> What the task requires
Rewrite everything from the line containing "Please annotate the pink fireweed" down to the end of the records, replacing "fireweed" with "willowherb" and leaving all else unchanged. Return only those lines.

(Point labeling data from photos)
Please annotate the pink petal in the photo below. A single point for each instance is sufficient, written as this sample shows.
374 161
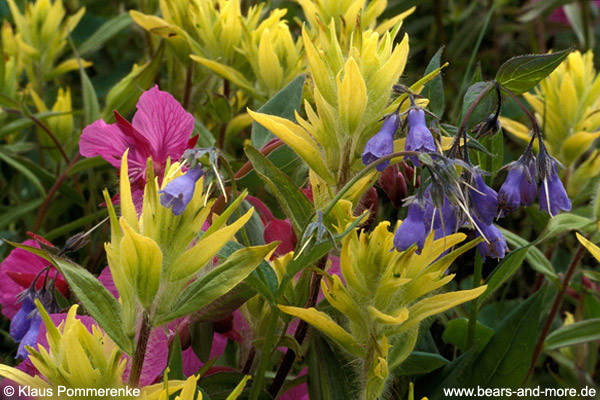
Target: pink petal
19 261
165 123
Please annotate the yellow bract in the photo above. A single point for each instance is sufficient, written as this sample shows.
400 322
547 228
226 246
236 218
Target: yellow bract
567 106
155 254
385 296
41 40
351 90
74 358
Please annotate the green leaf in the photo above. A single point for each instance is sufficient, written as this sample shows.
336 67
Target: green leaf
97 300
218 386
282 104
420 363
107 31
504 362
521 73
175 363
125 94
283 158
575 333
505 269
564 223
456 332
217 282
326 377
484 108
434 89
225 305
263 279
536 259
201 334
24 171
295 203
433 384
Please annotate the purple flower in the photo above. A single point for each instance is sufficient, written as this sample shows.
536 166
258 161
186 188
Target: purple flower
519 188
25 325
412 230
484 200
180 191
496 244
553 197
382 144
419 137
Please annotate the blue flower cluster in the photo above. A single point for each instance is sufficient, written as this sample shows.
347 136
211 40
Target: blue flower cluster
475 203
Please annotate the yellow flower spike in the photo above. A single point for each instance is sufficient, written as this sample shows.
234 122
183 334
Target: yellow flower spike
127 208
190 262
141 261
591 247
352 96
75 358
400 317
327 325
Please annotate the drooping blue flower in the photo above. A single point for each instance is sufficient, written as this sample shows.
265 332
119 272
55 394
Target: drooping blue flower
553 197
520 188
443 220
25 325
419 137
382 144
484 200
21 322
30 338
412 230
495 246
180 191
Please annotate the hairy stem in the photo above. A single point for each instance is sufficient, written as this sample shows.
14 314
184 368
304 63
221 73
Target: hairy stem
555 307
301 331
140 351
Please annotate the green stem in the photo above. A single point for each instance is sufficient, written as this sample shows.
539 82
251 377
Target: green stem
265 357
362 174
474 310
476 49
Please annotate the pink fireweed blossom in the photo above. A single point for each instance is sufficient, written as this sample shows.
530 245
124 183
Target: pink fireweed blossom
161 129
17 273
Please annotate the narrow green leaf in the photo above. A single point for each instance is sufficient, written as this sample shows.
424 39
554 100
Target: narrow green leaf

> Response to this task
Please annotate the pink willowherb blossom in the photo above. A single point for each instance is sufficient, written as this sample shows.
530 245
124 183
Target: pink willowherb blossom
161 129
17 273
Please annotate the narrow green leaf in the photo above. A single point for each instance is sufficient, written as this sample shows.
424 39
554 100
Target: narrow green leaf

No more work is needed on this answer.